Article:
* Start *
The standard resolution is around 0.2mm (or 200 microns) for most printers. However you can go as high as 0.4mm (400 microns) or down to 0.05mm (50 microns). Some printers even allow down to 20 microns or smaller but they are often very expensive to buy or print with. So basically lower number = better quality. Higher number = poorer quality but cheaper.
Flaws in FDM/FFF printers (the most common type) are overhangs. If there is a step overhang of around 65 degrees in your model it may need removable support material added to it, most hubs will do this for you. Also the product can’t be too small (less than 1cm^3) as it probably won’t print properly.
On the other hand resin printers can print small and complex but are expensive and require the product to be cleaned up. (I don’t know too much about this process sorry)
Hope this helps.
Indeed, like George said, the most reliable measure of print quality is considered to be the layer height. It basically reduces the visibility of the fact that the object is 3D printed. Sometimes people appreciate the curves in the print as an artistic feature though.
However, the true difficulty in this layer by layer desktop manufacturing is when you have to lay the layer “in the air” , but the support structures seem to be solving that issue quite well.
What else would you like to know?
Cheers
I completely agree with the comments given by Arnoldas and georgh1ll, although I would like to add that your metric for print quality is also highly defined by what your goal is. If you want to make a model that looks good, layer height, bridging and material quality are important (like the others indicated). However if you are concerned about the mechanical qualities of your print this is different.
The variables that influence the mechanical properties of your print significantly are (in no particular order):
- print orientation
- material choice
- print temperature (influencing bonding between layers)
* End *
Written instruction:
Quote word for word the part of the 3D print quality thread that opens with the words containing "What else would" and closes with "this is different.".

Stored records
* Start *
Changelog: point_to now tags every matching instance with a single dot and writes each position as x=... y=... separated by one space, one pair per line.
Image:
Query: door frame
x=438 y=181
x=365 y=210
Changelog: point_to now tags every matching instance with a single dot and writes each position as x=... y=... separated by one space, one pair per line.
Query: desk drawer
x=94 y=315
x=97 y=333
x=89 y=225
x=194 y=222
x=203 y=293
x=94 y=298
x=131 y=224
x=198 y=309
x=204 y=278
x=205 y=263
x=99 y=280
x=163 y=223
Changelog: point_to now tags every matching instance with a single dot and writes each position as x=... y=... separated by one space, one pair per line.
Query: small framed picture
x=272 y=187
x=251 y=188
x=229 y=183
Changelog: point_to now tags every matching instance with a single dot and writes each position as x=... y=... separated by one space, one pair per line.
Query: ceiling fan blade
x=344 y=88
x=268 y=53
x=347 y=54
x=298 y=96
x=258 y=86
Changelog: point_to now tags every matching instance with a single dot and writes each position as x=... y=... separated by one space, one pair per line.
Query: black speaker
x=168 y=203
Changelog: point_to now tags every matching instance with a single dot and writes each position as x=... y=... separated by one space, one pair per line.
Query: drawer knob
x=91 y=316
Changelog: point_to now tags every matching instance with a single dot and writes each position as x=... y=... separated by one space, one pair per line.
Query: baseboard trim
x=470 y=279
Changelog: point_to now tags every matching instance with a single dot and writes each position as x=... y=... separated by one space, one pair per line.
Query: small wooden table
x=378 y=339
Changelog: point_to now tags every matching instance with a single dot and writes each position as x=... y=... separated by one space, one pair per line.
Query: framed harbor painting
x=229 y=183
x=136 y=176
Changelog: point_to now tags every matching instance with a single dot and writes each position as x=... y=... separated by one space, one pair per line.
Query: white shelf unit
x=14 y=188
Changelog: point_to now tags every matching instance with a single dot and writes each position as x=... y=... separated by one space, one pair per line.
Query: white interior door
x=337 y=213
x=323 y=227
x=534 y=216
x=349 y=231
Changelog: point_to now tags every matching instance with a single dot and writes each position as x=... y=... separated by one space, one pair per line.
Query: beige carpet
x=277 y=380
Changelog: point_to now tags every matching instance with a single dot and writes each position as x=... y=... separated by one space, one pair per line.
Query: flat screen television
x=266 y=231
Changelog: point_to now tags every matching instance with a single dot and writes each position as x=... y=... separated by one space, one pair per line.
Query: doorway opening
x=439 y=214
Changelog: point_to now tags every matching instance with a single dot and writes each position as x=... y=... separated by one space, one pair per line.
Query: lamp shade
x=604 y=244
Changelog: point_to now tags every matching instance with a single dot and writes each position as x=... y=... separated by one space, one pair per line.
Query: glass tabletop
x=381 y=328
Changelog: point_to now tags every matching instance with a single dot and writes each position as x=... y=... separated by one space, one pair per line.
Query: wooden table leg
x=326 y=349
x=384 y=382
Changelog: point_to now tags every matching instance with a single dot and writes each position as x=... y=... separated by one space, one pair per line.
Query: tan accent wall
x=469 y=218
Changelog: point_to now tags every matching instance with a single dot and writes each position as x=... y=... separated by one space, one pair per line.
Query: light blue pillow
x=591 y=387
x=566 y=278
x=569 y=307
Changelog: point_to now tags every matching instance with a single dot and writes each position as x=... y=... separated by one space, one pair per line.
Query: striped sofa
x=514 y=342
* End *
Output for this task:
What else would you like to know?
Cheers
I completely agree with the comments given by Arnoldas and georgh1ll, although I would like to add that your metric for print quality is also highly defined by what your goal is. If you want to make a model that looks good, layer height, bridging and material quality are important (like the others indicated). However if you are concerned about the mechanical qualities of your print this is different.